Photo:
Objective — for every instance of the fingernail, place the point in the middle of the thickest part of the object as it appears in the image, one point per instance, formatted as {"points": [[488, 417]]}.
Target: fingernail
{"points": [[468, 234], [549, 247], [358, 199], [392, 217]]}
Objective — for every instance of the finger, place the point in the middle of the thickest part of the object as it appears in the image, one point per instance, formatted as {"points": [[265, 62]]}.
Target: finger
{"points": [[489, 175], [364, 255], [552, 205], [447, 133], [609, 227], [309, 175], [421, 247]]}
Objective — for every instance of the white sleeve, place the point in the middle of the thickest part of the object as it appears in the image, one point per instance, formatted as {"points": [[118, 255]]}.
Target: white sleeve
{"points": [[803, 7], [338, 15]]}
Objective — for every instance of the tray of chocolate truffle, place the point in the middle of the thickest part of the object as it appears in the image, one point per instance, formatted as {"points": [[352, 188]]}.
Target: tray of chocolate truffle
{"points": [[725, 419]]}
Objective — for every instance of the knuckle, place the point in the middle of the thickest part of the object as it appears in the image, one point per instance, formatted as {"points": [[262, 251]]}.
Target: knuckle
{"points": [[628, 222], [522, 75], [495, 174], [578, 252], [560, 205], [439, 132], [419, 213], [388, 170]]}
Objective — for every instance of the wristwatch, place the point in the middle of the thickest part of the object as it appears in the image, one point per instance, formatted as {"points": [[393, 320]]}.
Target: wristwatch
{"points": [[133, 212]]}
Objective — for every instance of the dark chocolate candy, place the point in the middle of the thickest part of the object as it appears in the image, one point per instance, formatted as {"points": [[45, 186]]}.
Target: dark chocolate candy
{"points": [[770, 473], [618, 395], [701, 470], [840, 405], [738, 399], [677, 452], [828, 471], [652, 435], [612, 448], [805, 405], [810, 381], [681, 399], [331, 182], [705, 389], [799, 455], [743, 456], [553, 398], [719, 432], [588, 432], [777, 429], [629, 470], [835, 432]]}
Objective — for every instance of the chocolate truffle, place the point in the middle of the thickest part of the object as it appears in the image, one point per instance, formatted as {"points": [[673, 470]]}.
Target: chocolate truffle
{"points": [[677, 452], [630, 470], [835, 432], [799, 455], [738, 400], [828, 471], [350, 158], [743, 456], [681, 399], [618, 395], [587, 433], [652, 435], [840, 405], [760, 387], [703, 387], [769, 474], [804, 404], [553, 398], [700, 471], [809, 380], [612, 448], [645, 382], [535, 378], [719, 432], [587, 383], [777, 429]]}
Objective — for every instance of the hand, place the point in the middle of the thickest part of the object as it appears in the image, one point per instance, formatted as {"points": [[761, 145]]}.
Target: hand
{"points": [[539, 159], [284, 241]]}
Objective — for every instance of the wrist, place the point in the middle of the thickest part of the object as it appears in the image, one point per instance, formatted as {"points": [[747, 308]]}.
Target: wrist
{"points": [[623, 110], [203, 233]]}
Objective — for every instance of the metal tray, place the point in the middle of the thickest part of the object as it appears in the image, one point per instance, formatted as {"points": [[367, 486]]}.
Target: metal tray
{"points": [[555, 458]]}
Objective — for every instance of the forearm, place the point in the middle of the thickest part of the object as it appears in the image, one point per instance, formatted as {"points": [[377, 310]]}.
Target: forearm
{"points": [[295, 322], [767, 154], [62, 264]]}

Directive:
Write out every entry again, keeping each line exactly the same.

Result:
Photo:
Objective — for every instance of the fingernail, place the point in the middle of the thickest part of the object as it appears in the image, one point per instance, formatted as {"points": [[488, 417]]}.
Target: fingernail
{"points": [[468, 234], [549, 247], [358, 199], [392, 217]]}
Objective — for every instance of the finger, place the point in the middle of the thickest part of the object as it appears in the image, one point per instance, formatted as {"points": [[265, 62]]}.
Target: finger
{"points": [[489, 175], [364, 255], [552, 205], [447, 133], [609, 227], [309, 175], [421, 247]]}
Objective — for every instance of the white sleeve, place the point in the middle of the thickest part of the object as it appears in the image, one point per instance, formatted as {"points": [[118, 255]]}.
Target: white sleeve
{"points": [[803, 7], [338, 15]]}
Objective — for every instance of the tray of chocolate truffle, place the point in the middle of the thickest part of the object as it appears in the image, one point per instance, formatted as {"points": [[352, 188]]}.
Target: tray of chocolate truffle
{"points": [[725, 419]]}
Objective — for every instance of the knuckle, place the point in the middle of the thickest part of the object as it appears in the image, one point per instance, formatted as {"points": [[262, 251]]}.
Target: knuckle
{"points": [[628, 222], [522, 75], [495, 174], [578, 252], [560, 205], [439, 132], [419, 213], [388, 170]]}
Objective — for every instance of the wristwatch, place the point in the middle of the thickest part of the object as it appears in the image, one point per instance, formatted as {"points": [[393, 320]]}.
Target: wristwatch
{"points": [[133, 212]]}
Objective — for every instance of the dark chocolate candy, place the point in the middle of the thickest part of the object as it appears in the image, one point per instance, formatted as {"points": [[45, 186]]}.
Target: dark chocolate candy
{"points": [[770, 473], [618, 395], [701, 470], [840, 405], [738, 399], [677, 452], [828, 471], [652, 435], [612, 448], [805, 405], [810, 381], [681, 399], [331, 182], [705, 389], [799, 455], [743, 456], [553, 398], [719, 432], [588, 432], [777, 429], [629, 470], [835, 432]]}
Objective — for every instance of the chocolate truffle, place the point in the middle of the thickest part of the object as it appears in the image, one point per instance, formatted as {"points": [[673, 470]]}.
Target: chocolate truffle
{"points": [[677, 452], [630, 470], [835, 432], [799, 455], [738, 400], [828, 471], [350, 158], [743, 456], [681, 399], [618, 395], [587, 433], [652, 435], [840, 405], [760, 387], [703, 387], [769, 474], [804, 404], [553, 398], [700, 471], [809, 380], [612, 448], [645, 382], [535, 378], [719, 432], [587, 383], [777, 429]]}
Objective — for every instance of the hand, place the point in the middle of the thickest part of the object as it appears in the image, one point per instance, formatted as {"points": [[761, 145]]}.
Target: hand
{"points": [[539, 159], [284, 241]]}
Objective — for every instance of the wrist, place the point in the middle of the thickest part of the object as it appears in the image, one point per instance, formatted as {"points": [[747, 308]]}.
Target: wrist
{"points": [[623, 110], [203, 233]]}
Objective — for every instance of the metal tray, place the point in the middle of the thickest part of the object as it appears in the image, one point per instance, formatted as {"points": [[367, 486]]}.
Target: metal tray
{"points": [[555, 458]]}
Objective — for every instance of the forearm, place the point in the middle of the thickest part of the object as it appears in the image, one point per instance, formatted as {"points": [[377, 310]]}.
Target: forearm
{"points": [[295, 322], [767, 154], [62, 264]]}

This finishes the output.